EXERCISE INPUTS |
# # # # #

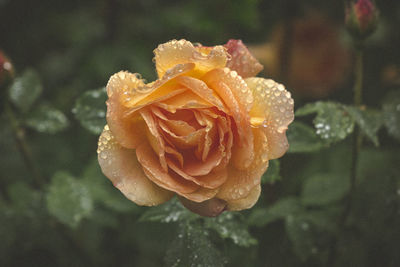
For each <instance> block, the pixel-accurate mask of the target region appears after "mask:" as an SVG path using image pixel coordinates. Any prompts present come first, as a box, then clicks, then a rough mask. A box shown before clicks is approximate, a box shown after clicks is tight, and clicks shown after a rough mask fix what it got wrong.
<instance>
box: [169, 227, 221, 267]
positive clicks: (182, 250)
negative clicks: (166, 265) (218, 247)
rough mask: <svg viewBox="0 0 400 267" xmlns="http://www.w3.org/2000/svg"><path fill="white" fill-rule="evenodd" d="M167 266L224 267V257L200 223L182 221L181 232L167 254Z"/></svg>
mask: <svg viewBox="0 0 400 267" xmlns="http://www.w3.org/2000/svg"><path fill="white" fill-rule="evenodd" d="M165 262H166V264H167V266H173V267H187V266H192V267H205V266H213V267H222V266H224V265H225V260H224V257H223V256H222V255H221V253H220V252H219V251H218V249H217V248H216V246H215V245H214V244H213V243H212V242H211V241H210V239H209V233H208V231H205V230H204V228H203V227H202V226H201V225H200V224H199V223H186V222H182V223H181V224H180V225H179V233H178V235H177V237H176V239H175V240H174V241H173V242H172V244H171V245H170V246H169V249H168V250H167V253H166V256H165Z"/></svg>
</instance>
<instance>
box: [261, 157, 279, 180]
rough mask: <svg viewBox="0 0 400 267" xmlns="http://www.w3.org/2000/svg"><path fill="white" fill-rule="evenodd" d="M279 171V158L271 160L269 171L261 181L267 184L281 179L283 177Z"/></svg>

# # # # #

WHAT YOU SHOULD DO | The listing above, line by line: print it exactly, but not its pictures.

EXERCISE RESULT |
For each <instance> block, the pixel-accurate mask of the target region appears after "mask:" as an SVG path using image pixel coordinates. Any prompts present come first, as a box, then clicks, then a rough mask. A box shown before clicks is approximate, a box shown after clicks is tight, and clicks shown after a rough mask fix what it got wrong.
<instance>
box: [169, 227, 221, 267]
positive clicks: (182, 250)
negative clicks: (166, 265) (218, 247)
rough mask: <svg viewBox="0 0 400 267" xmlns="http://www.w3.org/2000/svg"><path fill="white" fill-rule="evenodd" d="M167 266L224 267V257L200 223L182 221L181 232L167 254Z"/></svg>
mask: <svg viewBox="0 0 400 267" xmlns="http://www.w3.org/2000/svg"><path fill="white" fill-rule="evenodd" d="M165 262H166V264H167V266H173V267H187V266H192V267H205V266H213V267H222V266H224V265H225V260H224V257H223V256H222V255H221V253H220V252H219V251H218V249H217V248H216V246H215V245H214V244H213V243H212V242H211V241H210V239H209V233H208V231H205V230H204V228H203V227H202V226H201V225H200V224H199V223H186V222H182V223H181V224H180V225H179V233H178V235H177V237H176V239H175V240H174V241H173V242H172V244H171V245H170V246H169V249H168V250H167V253H166V256H165Z"/></svg>
</instance>
<instance>
box: [261, 157, 279, 180]
rough mask: <svg viewBox="0 0 400 267" xmlns="http://www.w3.org/2000/svg"><path fill="white" fill-rule="evenodd" d="M279 171V158L271 160L269 171L261 181L267 184L281 179L283 177Z"/></svg>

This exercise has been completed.